Records provided ->
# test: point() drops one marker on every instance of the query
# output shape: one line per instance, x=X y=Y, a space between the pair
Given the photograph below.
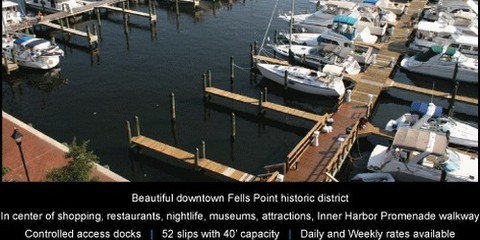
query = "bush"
x=79 y=166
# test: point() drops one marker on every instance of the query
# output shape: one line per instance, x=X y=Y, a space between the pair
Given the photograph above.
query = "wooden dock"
x=9 y=66
x=264 y=104
x=188 y=159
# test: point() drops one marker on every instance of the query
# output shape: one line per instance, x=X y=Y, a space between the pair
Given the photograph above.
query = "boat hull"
x=441 y=71
x=278 y=77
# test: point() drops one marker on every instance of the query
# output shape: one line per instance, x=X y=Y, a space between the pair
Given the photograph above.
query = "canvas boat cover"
x=419 y=140
x=421 y=108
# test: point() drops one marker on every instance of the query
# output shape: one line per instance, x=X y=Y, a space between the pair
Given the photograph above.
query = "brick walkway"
x=41 y=153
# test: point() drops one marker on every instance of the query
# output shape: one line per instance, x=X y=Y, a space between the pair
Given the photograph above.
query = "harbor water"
x=91 y=96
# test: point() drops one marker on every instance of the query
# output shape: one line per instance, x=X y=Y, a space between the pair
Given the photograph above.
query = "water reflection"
x=48 y=82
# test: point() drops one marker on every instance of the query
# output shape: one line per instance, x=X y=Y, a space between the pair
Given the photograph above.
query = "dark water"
x=92 y=96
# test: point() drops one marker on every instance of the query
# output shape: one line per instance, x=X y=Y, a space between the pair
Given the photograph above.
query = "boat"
x=373 y=177
x=53 y=6
x=322 y=19
x=440 y=61
x=424 y=155
x=465 y=39
x=31 y=52
x=328 y=82
x=11 y=15
x=317 y=56
x=429 y=116
x=456 y=8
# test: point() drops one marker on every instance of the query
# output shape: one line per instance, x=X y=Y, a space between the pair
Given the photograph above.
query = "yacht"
x=440 y=61
x=423 y=154
x=31 y=52
x=429 y=116
x=328 y=82
x=318 y=56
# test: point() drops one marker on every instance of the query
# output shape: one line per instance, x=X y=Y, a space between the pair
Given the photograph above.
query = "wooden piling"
x=89 y=36
x=176 y=7
x=172 y=107
x=129 y=132
x=5 y=60
x=233 y=131
x=98 y=18
x=232 y=69
x=209 y=76
x=197 y=159
x=137 y=124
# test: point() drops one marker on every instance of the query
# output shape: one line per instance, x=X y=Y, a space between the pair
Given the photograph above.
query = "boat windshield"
x=423 y=57
x=453 y=162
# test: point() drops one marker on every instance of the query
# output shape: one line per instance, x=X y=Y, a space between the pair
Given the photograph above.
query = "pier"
x=89 y=7
x=195 y=161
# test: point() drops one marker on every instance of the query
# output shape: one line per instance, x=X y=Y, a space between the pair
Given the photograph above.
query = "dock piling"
x=209 y=76
x=232 y=69
x=197 y=159
x=129 y=132
x=172 y=107
x=137 y=124
x=233 y=128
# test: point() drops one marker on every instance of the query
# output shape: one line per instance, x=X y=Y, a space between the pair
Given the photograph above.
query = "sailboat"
x=325 y=82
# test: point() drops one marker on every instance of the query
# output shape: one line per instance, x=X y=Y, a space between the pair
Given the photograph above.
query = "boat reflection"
x=48 y=82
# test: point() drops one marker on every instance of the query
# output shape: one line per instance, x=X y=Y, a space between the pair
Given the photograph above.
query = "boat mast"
x=291 y=24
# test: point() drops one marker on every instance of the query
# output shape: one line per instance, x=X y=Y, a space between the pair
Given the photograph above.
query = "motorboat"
x=31 y=52
x=456 y=8
x=328 y=82
x=440 y=61
x=429 y=116
x=11 y=15
x=320 y=20
x=318 y=56
x=435 y=33
x=423 y=154
x=53 y=6
x=344 y=33
x=373 y=177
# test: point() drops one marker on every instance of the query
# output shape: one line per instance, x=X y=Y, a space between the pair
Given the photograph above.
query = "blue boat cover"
x=345 y=19
x=421 y=108
x=374 y=2
x=22 y=39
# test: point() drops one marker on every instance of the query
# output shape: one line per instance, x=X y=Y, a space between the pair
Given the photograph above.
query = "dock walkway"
x=189 y=159
x=267 y=105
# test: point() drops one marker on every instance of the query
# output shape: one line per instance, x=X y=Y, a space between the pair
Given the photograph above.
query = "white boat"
x=423 y=154
x=322 y=19
x=373 y=177
x=10 y=15
x=317 y=56
x=53 y=6
x=428 y=116
x=328 y=82
x=439 y=61
x=30 y=51
x=455 y=8
x=436 y=33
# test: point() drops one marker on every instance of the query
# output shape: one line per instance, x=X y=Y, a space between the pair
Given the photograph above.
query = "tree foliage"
x=79 y=166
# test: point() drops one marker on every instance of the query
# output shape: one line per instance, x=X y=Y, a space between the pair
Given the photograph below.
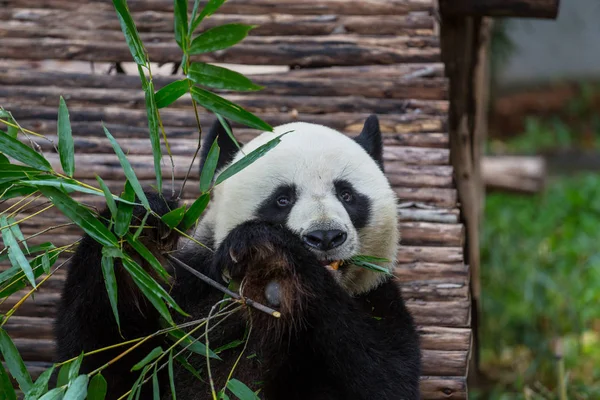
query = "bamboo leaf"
x=15 y=254
x=152 y=114
x=77 y=389
x=192 y=344
x=219 y=105
x=7 y=392
x=97 y=388
x=54 y=394
x=110 y=201
x=208 y=10
x=194 y=212
x=240 y=390
x=127 y=169
x=66 y=148
x=208 y=170
x=219 y=38
x=171 y=376
x=21 y=152
x=155 y=353
x=171 y=92
x=220 y=78
x=147 y=255
x=14 y=362
x=248 y=159
x=110 y=281
x=132 y=36
x=80 y=216
x=41 y=384
x=180 y=23
x=75 y=366
x=174 y=217
x=124 y=211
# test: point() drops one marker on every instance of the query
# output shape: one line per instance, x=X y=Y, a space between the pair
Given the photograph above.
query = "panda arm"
x=85 y=320
x=356 y=355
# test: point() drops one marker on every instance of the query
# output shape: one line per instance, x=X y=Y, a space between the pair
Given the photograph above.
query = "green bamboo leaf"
x=191 y=344
x=219 y=105
x=174 y=217
x=110 y=201
x=240 y=390
x=180 y=23
x=80 y=216
x=147 y=255
x=220 y=78
x=21 y=152
x=7 y=392
x=155 y=386
x=15 y=254
x=208 y=10
x=152 y=115
x=74 y=367
x=132 y=37
x=63 y=374
x=248 y=159
x=66 y=148
x=171 y=376
x=219 y=38
x=127 y=169
x=171 y=92
x=14 y=362
x=41 y=384
x=77 y=389
x=124 y=211
x=97 y=388
x=110 y=281
x=54 y=394
x=14 y=228
x=155 y=353
x=228 y=130
x=194 y=212
x=208 y=170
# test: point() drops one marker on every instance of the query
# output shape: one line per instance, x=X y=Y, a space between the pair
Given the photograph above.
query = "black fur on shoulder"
x=370 y=139
x=227 y=147
x=326 y=345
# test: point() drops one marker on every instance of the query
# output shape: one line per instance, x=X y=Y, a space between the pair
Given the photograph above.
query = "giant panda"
x=275 y=228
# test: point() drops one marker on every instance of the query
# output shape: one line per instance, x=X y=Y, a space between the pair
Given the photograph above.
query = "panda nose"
x=325 y=240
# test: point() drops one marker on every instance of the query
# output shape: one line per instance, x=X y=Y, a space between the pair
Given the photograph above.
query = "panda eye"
x=346 y=195
x=283 y=201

Instructions for the task ->
Transcribe the material exactly, and leave out whatever pictures it holds.

Written answer ->
# test: point() drops one marker on every instance of the query
# output shape: one line per instance, x=X y=Y, a space between the pair
Given the photograph below.
query = "bush"
x=79 y=166
# test: point() drops one marker on every instance of the query
# output shape: one line per instance, x=X y=Y, a space between the pair
Given the photograph above.
query = "wooden dock"
x=9 y=66
x=264 y=104
x=188 y=159
# test: point() drops one marker on every instance of the query
# output shape: one line per instance, x=X y=Y, a space between the pair
Given the photograph above.
query = "boat hull"
x=441 y=71
x=278 y=77
# test: point() drops one marker on every instance of the query
# output shape: one line per instance, x=X y=Y, a space between the pair
Given the photograph above.
query = "canvas boat cover"
x=419 y=140
x=421 y=108
# test: point() drops one marker on every instance of the query
# output shape: one line per instance, x=X y=Y, a space between the pair
Given the photograph above.
query = "brick walkway"
x=41 y=153
# test: point() drops one marker on every instance of the query
# output shape: one line per instance, x=X y=Y, a space between the pair
Given the photograph above.
query = "harbor water"
x=91 y=96
# test: point() drops one marker on every instance of the query
# output shape: one line per instance, x=X y=Y, a space between the pair
Given the photograph above.
query = "water reflection"
x=48 y=82
# test: point() drops one marker on every instance of the query
# output shape: one line per instance, x=X y=Y, a space between the pair
Given the photograph above.
query = "dark water"
x=92 y=96
# test: point() drops one marker on every instance of the query
# output shape: one line per instance, x=X y=Y, a space between the pair
Given the photograph above.
query = "boat"
x=373 y=177
x=53 y=6
x=322 y=19
x=440 y=61
x=424 y=155
x=465 y=39
x=31 y=52
x=328 y=82
x=11 y=15
x=317 y=56
x=429 y=116
x=456 y=8
# test: point() drops one marker on every instance of the query
# output shape: one line per instance, x=X y=Y, a space between the pair
Given the photograph above.
query = "yacht"
x=440 y=61
x=423 y=154
x=31 y=52
x=429 y=116
x=328 y=82
x=318 y=56
# test: point() drops one marker on every instance of the query
# output shape: one line per instance, x=X y=Y, a space between the pair
Given the photograph above.
query = "wooden piling"
x=89 y=36
x=176 y=7
x=172 y=107
x=129 y=132
x=5 y=60
x=233 y=131
x=98 y=18
x=232 y=69
x=209 y=76
x=197 y=159
x=137 y=124
# test: point() drops one marker on every instance of the query
# output shape: one line per instance, x=X y=Y, a space between the pair
Given the photograph above.
query = "boat windshield"
x=423 y=57
x=453 y=162
# test: point() drops one marker on every instance of the query
# output shape: one line per instance, x=X y=Y, a space between the pair
Given the photograph above.
query = "pier"
x=89 y=7
x=195 y=161
# test: point() drops one marker on every instance of the query
# output shape: one line per instance, x=X y=Y, a space between the pair
Given the photograph above.
query = "dock piling"
x=209 y=76
x=232 y=69
x=197 y=159
x=129 y=132
x=172 y=107
x=137 y=124
x=233 y=128
# test: point() drops one marker on every instance of the query
# output shape: one line per instance, x=X y=Y, a space between the pair
Given the photograph above.
query = "sailboat"
x=325 y=82
# test: point() drops one marker on every instance of the query
# output shape: one line per instance, x=X y=Y, a space between the pair
Given the photograph above.
query = "boat reflection"
x=48 y=82
# test: point() drops one marker on every instance of the query
# output shape: one line per instance, x=X y=Y, a space between the pair
Given the photograph above.
query = "boat mast"
x=291 y=24
# test: point() drops one marker on every instance of the query
# output shape: one line per instance, x=X y=Y, a space between the pair
Given the photograph above.
query = "motorboat"
x=31 y=52
x=456 y=8
x=328 y=82
x=440 y=61
x=429 y=116
x=11 y=15
x=320 y=20
x=318 y=56
x=435 y=33
x=423 y=154
x=53 y=6
x=344 y=33
x=373 y=177
# test: point() drops one marker on every instance of the query
# output shape: one line per instance, x=X y=Y, a space between the pair
Given the photograph above.
query = "blue boat cover"
x=345 y=19
x=421 y=108
x=374 y=2
x=22 y=39
# test: point() drops one marker on every instance of the query
# output shape: one line per instance, x=X y=Y, a space between the pair
Given the photograph above.
query = "dock walkway"
x=189 y=159
x=267 y=105
# test: point() drops one marker on every instance of the query
# output shape: one line per instance, x=X y=Y, a space between the pair
Given the photograph above.
query = "white boat"
x=423 y=154
x=322 y=19
x=373 y=177
x=10 y=15
x=317 y=56
x=53 y=6
x=428 y=116
x=328 y=82
x=439 y=61
x=30 y=51
x=455 y=8
x=436 y=33
# test: point() drops one marker on every instance of the query
# output shape: one line per instance, x=X y=Y, a space between the pair
Given the photograph above.
query = "tree foliage"
x=79 y=166
# test: point() drops one marker on every instance of the query
# output shape: one line per instance, x=X y=Y, a space between the pair
Given the photograph below.
query = "bamboo leaf"
x=15 y=254
x=152 y=114
x=77 y=389
x=192 y=344
x=219 y=105
x=7 y=392
x=97 y=388
x=54 y=394
x=110 y=201
x=208 y=10
x=194 y=212
x=240 y=390
x=127 y=169
x=66 y=148
x=208 y=170
x=219 y=38
x=171 y=376
x=21 y=152
x=155 y=353
x=171 y=92
x=220 y=78
x=147 y=255
x=14 y=362
x=248 y=159
x=110 y=281
x=132 y=36
x=80 y=216
x=41 y=384
x=180 y=23
x=75 y=366
x=174 y=217
x=124 y=211
# test: point() drops one marker on every instance of the query
# output shape: one line per instance, x=X y=Y, a space between the pair
Given the photograph above.
query = "panda arm"
x=85 y=320
x=356 y=355
# test: point() drops one marker on every instance of the query
# output shape: one line per instance, x=X y=Y, a space between the pair
Given the photograph above.
query = "green bamboo leaf"
x=191 y=344
x=219 y=105
x=174 y=217
x=110 y=201
x=240 y=390
x=180 y=23
x=80 y=216
x=147 y=255
x=220 y=78
x=21 y=152
x=7 y=392
x=155 y=386
x=15 y=254
x=208 y=10
x=152 y=115
x=74 y=367
x=132 y=37
x=63 y=374
x=248 y=159
x=66 y=148
x=171 y=376
x=219 y=38
x=127 y=169
x=171 y=92
x=14 y=362
x=41 y=384
x=77 y=389
x=124 y=211
x=97 y=388
x=110 y=281
x=54 y=394
x=14 y=228
x=155 y=353
x=228 y=130
x=194 y=212
x=208 y=170
# test: point() drops one marker on every instance of the query
# output shape: one line per instance, x=X y=Y, a space between the pair
Given the photograph above.
query = "black fur on shoulder"
x=370 y=139
x=227 y=147
x=326 y=345
# test: point() drops one marker on every instance of the query
# output shape: one line per instance, x=X y=Y, a space between the pair
Given the photograph above.
query = "giant panda"
x=275 y=228
# test: point() drops one marker on every instance of the query
# output shape: one line per instance, x=X y=Y, a space between the pair
Given the photograph above.
query = "panda nose"
x=325 y=240
# test: point() drops one marker on every instance of the query
# output shape: one line per instance, x=X y=Y, a space between the pair
Given the photograph above.
query = "panda eye"
x=346 y=195
x=283 y=201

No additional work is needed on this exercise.